Given request 1
Reproduce the location identification entries between the lines holding "indicate the firefighter, one" and "Target: dirt fire line", inclusive, with their requests, and scale every point coordinate in the answers by 2.05, rounding to whole numbers with halves rounded up. Give only those lines, and leave the requests and their format samples unchanged.

Quoted text
- - - - -
Pressured by the auto industry, the EU Commission shows signs of withdrawal from the strict environmental targets for autos and presents a new transportation and environmental plan

In recent months, there have been quite a few indications that the EU Commission may withdraw from the tough environmental automotive policy that it has established over the past three years and become more flexible towards the European automotive industry.

Initially, there were loud protests from industry executives and representatives of various EU governments, but recently, powerful political lobby groups have also entered the arena. In February of this year, the EU Commission announced that it was entering into a dialogue with the automotive industry on the future of the European automotive industry. In March, the results of that dialogue were published, heralding a significant policy change. Below are the main points of the draft of the new transport/environmental plan, which the EU Commission presented in March:

  • Postponement of fines for car manufacturers that exceed the emission threshold: The main innovation in the draft is the Commission's agreement to postpone the original plan according to which car manufacturers should reduce the average emissions of their models to a very low level as early as this year (2025) - or face heavy fines. According to the Commission, "In order to prevent the industry from falling behind China and the US, it was decided to leave the average CO2 emission reduction target unchanged, but manufacturers who cannot meet the target in one year will be able to offset it by making an additional reduction in another year, until 2027."

According to the text announcement, "The Commission will soon present further flexibility in the regulations through a targeted amendment of the CO2 emission targets for cars and vans. The amendment, if approved, will allow car manufacturers to compensate for exceeding the target in one or two years by over-achieving in the following years". The proposal still needs to be approved by the European Parliament and the European Council.
- - - - -
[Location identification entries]
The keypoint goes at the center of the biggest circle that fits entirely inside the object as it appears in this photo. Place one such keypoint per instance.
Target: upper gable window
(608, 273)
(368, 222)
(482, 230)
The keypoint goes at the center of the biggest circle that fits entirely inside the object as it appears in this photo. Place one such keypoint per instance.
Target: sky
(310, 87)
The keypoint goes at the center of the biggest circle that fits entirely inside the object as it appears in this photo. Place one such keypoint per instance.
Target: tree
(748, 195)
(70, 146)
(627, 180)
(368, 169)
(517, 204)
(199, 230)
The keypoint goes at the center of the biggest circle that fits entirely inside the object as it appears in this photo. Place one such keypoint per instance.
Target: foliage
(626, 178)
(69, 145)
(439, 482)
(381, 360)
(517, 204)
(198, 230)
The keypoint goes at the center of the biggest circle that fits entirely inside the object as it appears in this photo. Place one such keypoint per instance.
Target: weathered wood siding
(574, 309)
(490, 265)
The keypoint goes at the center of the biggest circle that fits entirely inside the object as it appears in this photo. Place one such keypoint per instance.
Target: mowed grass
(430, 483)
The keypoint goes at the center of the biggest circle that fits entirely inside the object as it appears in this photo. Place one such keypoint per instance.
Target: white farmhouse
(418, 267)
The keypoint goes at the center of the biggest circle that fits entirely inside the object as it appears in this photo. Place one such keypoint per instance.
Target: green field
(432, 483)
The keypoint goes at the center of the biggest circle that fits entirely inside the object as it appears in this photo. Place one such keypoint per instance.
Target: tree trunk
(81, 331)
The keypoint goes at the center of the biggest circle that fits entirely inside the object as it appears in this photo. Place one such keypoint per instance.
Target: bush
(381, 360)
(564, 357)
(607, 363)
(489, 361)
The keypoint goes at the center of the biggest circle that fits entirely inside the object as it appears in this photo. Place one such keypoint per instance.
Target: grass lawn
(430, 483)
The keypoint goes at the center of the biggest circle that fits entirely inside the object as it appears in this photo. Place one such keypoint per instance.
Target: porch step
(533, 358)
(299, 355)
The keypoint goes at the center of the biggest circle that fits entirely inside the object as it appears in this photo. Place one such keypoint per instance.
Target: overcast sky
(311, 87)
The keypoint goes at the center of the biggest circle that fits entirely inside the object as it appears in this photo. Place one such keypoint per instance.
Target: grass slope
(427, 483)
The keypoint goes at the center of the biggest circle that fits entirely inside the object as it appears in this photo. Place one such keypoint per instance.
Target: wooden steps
- - - - -
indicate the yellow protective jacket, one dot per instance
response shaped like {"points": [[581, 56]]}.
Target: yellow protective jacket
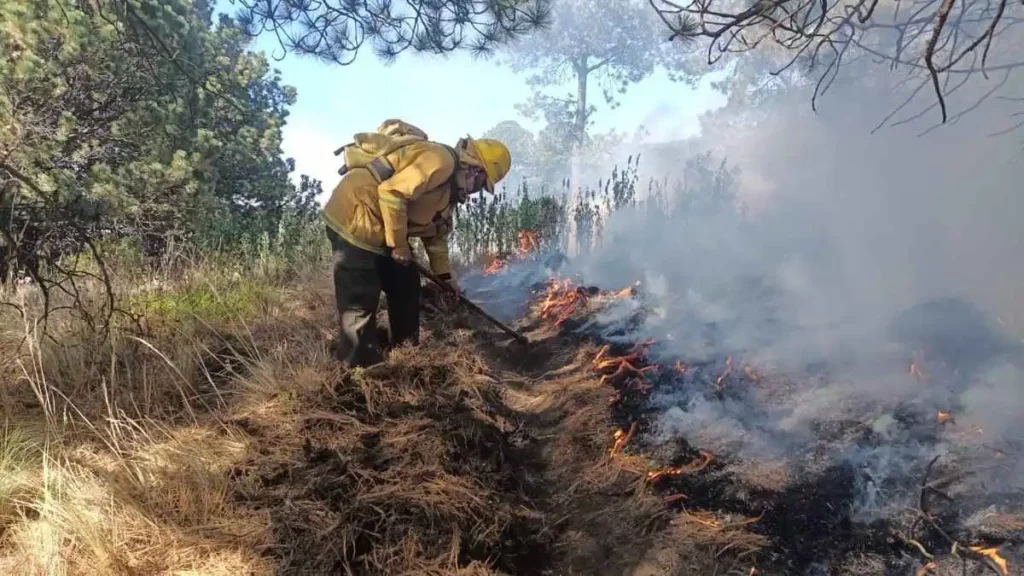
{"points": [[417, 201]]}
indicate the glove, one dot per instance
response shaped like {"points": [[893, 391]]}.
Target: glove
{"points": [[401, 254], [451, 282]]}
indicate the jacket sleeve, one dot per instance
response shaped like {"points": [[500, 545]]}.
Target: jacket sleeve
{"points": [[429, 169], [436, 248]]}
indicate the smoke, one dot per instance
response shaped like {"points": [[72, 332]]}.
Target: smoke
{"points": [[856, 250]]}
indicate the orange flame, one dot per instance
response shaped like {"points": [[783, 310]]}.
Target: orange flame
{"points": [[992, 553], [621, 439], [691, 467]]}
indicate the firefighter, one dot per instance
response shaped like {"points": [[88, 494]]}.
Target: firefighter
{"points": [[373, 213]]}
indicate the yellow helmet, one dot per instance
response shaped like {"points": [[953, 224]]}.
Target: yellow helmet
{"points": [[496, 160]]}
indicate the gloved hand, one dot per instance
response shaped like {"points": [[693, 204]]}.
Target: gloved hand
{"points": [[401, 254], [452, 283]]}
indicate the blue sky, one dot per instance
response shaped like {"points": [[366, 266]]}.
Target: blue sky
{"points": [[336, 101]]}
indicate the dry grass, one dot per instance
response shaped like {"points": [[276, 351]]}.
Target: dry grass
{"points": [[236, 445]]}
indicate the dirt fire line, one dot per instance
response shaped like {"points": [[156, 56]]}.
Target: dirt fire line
- - - - -
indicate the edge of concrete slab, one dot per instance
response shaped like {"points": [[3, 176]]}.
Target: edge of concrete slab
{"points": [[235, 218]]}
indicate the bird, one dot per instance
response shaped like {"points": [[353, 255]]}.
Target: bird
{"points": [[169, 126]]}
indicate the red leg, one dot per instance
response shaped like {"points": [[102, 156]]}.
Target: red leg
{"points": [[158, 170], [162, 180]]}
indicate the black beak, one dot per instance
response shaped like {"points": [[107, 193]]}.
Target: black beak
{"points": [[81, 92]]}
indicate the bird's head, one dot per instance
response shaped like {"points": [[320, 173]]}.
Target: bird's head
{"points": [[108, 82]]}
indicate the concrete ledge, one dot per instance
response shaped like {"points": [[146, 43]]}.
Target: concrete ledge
- - - - -
Given request 2
Condense the paragraph of the article on EU auto emission policy that begins "Initially, there were loud protests" into a bulleted list that keeps its main facts.

Solution 1
indicate the firefighter, one dot per instance
response shaped like {"points": [[88, 494]]}.
Target: firefighter
{"points": [[765, 437]]}
indicate the yellow helmet, one dot per instance
response shaped like {"points": [[953, 224]]}.
Target: yellow helmet
{"points": [[1017, 328]]}
indicate the gloved hand, one dot per instance
response shaped like {"points": [[693, 204]]}.
Target: gloved hand
{"points": [[822, 521], [927, 580]]}
indicate the blue sky, one dot per instance
response shaped like {"points": [[366, 266]]}.
Target: blue sky
{"points": [[689, 207]]}
indicate the dry grass, one dot per instance
response shaped like {"points": [[276, 351]]}.
Target: dry grass
{"points": [[484, 912]]}
indicate the dirt fire line, one dot per instance
response shaped like {"points": [[156, 56]]}.
Target: dirt fire line

Solution 2
- At first, industry executives and representatives of various EU governments protested loudly. More recently, powerful political lobby groups have joined them.
- In February, the EU Commission announced a dialogue with the automotive industry on the industry's future.
- In March, the results of that dialogue were published, signaling a significant policy change.
- The Commission then presented a draft of a new transport/environmental plan. Its main points follow the paragraph.